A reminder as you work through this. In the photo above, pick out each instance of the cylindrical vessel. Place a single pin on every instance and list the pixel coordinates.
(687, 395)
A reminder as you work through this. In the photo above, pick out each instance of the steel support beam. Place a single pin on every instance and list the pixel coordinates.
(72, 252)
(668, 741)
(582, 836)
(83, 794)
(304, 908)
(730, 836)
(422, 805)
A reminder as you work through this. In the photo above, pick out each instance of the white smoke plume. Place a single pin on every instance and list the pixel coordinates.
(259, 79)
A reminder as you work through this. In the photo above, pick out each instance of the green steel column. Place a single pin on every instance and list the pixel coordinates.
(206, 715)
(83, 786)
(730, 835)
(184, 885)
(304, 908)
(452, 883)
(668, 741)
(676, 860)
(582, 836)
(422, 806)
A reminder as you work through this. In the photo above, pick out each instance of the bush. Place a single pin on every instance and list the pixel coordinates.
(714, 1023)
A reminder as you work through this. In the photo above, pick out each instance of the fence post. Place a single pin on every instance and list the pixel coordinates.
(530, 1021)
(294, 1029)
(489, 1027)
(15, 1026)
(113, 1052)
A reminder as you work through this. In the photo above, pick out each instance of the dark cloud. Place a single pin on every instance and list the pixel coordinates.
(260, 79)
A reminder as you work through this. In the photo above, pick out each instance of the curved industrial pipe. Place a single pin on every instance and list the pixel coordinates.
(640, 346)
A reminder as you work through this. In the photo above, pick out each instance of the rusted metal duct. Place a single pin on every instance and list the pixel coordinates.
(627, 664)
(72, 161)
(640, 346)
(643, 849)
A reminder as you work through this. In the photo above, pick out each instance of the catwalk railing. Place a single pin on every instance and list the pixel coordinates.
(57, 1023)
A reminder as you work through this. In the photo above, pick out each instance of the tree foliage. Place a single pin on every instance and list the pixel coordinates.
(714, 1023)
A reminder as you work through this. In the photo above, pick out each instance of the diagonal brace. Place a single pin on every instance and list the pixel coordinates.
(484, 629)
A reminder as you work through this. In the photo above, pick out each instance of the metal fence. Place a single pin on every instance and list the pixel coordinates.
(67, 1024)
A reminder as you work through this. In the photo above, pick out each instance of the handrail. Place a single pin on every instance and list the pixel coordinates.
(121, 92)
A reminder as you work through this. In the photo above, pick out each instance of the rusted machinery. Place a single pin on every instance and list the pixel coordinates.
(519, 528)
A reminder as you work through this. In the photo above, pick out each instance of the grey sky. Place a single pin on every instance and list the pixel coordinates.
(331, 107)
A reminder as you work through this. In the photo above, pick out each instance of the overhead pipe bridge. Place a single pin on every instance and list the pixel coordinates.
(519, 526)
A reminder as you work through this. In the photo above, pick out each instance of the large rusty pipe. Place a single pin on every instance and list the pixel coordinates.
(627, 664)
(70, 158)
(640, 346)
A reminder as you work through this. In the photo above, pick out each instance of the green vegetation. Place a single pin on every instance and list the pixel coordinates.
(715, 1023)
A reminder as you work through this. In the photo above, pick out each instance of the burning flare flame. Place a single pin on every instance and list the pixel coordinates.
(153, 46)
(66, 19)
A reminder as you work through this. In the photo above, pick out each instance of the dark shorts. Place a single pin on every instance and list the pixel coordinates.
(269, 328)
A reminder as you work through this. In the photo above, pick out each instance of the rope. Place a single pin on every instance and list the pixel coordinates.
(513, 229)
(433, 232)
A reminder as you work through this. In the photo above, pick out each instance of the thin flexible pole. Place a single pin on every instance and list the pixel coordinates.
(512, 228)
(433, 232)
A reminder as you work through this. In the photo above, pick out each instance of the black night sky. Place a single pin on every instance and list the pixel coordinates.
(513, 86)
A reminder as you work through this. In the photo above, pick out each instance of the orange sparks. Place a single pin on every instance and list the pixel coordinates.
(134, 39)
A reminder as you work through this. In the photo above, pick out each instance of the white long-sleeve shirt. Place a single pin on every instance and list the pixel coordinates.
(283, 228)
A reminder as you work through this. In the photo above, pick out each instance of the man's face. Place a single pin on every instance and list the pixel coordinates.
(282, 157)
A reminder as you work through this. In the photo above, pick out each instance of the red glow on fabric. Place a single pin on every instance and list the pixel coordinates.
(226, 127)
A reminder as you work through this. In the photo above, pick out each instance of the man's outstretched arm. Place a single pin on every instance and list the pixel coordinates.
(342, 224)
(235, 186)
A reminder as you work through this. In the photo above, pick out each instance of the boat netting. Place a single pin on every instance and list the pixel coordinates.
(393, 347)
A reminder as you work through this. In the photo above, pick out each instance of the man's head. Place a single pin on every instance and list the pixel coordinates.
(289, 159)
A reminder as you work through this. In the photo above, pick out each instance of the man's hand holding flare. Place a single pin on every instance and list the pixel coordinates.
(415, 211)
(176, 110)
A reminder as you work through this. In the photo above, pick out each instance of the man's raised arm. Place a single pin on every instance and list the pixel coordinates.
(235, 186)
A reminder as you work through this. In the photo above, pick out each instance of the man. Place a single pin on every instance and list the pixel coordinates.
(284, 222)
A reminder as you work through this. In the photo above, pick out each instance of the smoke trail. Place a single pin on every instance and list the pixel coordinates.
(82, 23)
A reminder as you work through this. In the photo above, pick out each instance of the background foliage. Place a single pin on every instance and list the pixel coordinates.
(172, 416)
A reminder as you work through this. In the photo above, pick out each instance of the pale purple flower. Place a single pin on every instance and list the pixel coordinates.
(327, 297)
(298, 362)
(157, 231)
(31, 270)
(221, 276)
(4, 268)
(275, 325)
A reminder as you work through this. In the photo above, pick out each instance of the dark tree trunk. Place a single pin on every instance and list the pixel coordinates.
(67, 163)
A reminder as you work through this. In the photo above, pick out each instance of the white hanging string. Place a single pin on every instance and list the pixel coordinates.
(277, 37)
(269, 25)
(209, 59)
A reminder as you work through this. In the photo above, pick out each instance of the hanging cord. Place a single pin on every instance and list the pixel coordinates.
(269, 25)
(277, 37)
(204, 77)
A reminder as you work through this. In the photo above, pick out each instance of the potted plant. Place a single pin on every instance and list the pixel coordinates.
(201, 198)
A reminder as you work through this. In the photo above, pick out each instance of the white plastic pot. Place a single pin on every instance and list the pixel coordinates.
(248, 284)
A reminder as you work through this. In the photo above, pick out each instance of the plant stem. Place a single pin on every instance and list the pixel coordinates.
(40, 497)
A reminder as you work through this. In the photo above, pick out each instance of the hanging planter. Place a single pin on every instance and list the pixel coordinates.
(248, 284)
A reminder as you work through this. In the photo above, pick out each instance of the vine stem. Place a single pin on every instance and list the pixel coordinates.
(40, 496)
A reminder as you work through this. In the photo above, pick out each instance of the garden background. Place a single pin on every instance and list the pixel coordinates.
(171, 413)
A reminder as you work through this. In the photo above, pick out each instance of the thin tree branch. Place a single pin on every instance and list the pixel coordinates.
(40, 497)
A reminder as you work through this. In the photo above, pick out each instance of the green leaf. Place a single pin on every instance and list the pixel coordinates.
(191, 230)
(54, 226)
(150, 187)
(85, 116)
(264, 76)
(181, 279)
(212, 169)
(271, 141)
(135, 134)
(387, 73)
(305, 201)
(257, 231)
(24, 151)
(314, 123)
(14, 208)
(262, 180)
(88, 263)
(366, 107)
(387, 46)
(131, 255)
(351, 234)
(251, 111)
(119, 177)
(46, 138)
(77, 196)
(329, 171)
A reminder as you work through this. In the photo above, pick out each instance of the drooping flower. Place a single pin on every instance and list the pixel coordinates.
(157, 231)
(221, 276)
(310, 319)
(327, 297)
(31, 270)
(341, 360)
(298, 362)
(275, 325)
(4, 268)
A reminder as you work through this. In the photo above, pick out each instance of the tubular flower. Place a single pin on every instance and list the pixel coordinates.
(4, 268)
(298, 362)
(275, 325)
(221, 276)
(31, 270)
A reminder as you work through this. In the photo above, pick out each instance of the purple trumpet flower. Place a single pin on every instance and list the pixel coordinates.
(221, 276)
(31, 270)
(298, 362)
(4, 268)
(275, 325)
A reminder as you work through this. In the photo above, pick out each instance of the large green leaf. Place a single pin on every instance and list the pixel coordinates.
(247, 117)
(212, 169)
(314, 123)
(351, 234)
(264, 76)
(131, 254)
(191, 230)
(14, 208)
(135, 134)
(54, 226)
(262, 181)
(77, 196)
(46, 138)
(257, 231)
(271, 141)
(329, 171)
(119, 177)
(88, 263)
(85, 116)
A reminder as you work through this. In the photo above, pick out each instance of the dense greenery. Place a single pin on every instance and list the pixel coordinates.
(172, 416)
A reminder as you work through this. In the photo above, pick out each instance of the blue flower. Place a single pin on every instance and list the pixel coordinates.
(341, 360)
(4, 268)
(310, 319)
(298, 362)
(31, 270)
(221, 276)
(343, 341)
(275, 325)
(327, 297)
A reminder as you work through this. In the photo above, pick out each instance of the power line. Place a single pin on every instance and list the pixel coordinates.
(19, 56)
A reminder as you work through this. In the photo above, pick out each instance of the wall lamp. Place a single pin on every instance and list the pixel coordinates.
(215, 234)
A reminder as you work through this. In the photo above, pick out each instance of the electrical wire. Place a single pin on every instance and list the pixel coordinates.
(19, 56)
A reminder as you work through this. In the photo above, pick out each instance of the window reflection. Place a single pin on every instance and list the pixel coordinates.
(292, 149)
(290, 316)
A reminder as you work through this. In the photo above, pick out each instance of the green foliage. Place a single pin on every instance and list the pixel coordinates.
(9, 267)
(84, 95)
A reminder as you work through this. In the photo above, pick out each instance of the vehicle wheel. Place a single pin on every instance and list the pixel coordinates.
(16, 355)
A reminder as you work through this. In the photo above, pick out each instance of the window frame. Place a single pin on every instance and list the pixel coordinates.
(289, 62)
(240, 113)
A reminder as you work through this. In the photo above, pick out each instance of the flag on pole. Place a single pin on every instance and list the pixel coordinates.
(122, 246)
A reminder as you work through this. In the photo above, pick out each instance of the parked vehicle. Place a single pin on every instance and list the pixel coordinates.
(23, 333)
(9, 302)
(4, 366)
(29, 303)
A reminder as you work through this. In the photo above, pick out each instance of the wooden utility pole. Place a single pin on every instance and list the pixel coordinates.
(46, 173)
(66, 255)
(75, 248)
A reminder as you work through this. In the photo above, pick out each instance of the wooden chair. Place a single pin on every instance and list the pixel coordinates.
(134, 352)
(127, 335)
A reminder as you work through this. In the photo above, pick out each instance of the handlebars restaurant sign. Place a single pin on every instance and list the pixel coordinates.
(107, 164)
+--
### Given task
Reproduce only the lines running from the one that contains "the wooden utility" to the last line of the records.

### Reply
A reminder as you work through this. In the photo above, pick out each instance of the wooden utility pole. Place a single pin on every instance and list the pixel coordinates.
(46, 173)
(66, 255)
(75, 248)
A reminder as you work through this. In the photo above, pick out each instance of the wooden chair. Place a single pin on every instance and list the pixel coordinates.
(134, 352)
(127, 335)
A reminder as you work through this. In the photo above, pick out each instance of the handlebars restaurant sign. Place a single pin on every instance and list the pixel coordinates.
(107, 164)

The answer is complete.